━━ DATA FOR THE TASK ━━

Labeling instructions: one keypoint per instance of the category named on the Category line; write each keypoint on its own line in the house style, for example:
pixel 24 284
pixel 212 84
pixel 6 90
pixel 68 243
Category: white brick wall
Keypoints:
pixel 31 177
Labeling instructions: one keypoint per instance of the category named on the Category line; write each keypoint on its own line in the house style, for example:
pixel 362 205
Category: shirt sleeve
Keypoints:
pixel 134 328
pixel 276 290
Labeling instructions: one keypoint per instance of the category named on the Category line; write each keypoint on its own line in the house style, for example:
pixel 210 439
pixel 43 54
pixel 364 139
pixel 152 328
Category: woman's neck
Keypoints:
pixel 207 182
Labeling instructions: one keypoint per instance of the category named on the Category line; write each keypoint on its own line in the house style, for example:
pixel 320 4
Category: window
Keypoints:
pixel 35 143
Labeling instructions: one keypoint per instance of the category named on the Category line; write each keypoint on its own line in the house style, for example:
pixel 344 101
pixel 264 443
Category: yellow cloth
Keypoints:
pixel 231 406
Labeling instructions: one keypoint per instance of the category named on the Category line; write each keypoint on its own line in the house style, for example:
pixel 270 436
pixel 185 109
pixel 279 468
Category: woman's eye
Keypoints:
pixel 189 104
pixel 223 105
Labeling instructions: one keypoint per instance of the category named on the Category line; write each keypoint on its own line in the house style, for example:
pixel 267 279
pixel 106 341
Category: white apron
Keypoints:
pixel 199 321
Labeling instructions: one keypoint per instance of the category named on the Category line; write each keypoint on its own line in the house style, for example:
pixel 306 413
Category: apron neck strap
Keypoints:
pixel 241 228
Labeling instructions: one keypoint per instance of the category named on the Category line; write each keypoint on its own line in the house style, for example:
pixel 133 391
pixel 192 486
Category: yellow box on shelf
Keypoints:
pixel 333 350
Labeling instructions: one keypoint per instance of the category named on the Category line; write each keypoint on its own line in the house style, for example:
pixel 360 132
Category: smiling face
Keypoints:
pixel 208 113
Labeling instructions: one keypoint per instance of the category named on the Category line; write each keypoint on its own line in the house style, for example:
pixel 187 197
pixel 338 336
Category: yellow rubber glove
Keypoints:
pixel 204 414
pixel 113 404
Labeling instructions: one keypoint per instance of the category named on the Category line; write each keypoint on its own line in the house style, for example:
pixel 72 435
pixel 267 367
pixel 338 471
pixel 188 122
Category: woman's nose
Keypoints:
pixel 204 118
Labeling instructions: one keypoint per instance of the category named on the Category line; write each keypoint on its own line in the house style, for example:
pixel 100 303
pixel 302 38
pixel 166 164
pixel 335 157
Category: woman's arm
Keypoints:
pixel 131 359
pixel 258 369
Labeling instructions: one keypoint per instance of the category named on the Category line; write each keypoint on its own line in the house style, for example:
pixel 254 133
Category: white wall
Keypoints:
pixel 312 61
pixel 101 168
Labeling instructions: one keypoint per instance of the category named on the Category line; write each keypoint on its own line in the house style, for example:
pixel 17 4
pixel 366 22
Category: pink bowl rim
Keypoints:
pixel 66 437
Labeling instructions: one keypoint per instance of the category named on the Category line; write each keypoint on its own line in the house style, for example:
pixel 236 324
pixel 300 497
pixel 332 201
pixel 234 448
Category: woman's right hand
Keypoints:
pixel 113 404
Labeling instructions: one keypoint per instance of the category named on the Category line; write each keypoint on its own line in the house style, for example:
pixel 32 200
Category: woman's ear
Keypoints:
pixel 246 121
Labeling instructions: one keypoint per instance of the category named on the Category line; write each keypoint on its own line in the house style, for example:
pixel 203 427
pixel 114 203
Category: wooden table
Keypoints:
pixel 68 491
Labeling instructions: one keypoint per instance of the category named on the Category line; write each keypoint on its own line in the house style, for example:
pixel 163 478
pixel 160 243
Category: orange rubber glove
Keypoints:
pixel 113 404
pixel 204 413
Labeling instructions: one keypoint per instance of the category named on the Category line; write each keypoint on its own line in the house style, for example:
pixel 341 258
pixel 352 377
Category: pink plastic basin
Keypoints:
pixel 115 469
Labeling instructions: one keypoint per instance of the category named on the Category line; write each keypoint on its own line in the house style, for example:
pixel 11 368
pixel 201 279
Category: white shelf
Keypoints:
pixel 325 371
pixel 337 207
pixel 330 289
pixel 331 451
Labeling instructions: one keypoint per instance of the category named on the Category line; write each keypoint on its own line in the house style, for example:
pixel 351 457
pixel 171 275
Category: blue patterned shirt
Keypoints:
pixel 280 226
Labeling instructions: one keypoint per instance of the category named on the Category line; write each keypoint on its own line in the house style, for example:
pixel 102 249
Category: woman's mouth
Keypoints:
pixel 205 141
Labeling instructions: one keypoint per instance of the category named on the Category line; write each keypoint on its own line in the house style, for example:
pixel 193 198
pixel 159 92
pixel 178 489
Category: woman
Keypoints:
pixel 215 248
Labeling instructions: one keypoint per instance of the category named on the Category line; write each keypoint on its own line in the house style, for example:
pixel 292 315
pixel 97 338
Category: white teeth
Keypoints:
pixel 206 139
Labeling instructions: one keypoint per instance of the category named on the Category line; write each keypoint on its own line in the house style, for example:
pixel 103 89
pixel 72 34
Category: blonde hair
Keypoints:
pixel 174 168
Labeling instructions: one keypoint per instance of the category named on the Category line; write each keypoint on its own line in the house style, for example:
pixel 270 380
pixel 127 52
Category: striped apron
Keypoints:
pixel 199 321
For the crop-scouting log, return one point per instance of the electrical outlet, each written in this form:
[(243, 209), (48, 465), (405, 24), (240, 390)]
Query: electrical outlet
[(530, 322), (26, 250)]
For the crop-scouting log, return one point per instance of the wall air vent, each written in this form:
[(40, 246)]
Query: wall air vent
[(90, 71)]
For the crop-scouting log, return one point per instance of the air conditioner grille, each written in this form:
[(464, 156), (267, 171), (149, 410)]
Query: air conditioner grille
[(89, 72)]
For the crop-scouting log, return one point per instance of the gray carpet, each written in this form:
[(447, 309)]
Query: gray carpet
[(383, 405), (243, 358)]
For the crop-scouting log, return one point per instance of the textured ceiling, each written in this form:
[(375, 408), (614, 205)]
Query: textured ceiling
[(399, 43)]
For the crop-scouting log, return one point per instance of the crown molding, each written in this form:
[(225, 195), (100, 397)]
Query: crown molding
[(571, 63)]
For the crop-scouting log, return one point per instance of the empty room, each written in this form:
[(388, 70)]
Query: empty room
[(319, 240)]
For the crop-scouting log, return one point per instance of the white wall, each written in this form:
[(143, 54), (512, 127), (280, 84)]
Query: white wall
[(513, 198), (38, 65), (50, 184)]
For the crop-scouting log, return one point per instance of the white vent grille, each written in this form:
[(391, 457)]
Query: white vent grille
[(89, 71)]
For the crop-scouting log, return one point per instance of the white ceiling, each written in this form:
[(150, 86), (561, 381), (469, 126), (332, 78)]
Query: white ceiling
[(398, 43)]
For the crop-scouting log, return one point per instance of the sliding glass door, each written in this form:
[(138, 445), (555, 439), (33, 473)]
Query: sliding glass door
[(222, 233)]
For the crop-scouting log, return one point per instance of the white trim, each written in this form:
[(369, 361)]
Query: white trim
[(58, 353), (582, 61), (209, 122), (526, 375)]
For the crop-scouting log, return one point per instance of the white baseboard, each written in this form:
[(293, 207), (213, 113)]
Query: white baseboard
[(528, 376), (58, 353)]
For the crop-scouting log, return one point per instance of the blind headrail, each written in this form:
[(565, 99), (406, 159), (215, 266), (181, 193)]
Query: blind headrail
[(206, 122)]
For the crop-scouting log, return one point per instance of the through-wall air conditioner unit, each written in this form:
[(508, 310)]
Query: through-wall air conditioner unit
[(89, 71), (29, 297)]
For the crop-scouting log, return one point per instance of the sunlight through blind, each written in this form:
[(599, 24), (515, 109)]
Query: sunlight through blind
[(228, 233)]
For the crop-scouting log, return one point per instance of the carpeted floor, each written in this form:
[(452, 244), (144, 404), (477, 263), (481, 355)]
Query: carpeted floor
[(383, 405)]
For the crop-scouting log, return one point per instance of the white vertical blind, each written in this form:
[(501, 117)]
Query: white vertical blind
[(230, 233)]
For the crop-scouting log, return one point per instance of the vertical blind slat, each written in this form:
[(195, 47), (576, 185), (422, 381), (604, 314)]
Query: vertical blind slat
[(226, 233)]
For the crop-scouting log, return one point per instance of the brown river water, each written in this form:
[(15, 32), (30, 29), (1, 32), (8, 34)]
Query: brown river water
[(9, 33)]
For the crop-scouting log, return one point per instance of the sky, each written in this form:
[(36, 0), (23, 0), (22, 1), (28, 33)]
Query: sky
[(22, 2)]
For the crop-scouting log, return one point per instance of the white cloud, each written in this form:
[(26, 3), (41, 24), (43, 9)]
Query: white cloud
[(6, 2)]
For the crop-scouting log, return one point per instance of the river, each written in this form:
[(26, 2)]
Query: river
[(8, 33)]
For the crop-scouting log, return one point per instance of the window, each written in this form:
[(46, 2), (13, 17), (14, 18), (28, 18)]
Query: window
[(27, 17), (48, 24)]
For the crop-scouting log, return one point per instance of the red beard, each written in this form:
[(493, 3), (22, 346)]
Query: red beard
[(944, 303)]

━━━

• TASK TO CARRY OUT
In the records, which lines mention the word "neck"? Copy those lines.

• ANSWER BOX
Category: woman's neck
Category: apron neck strap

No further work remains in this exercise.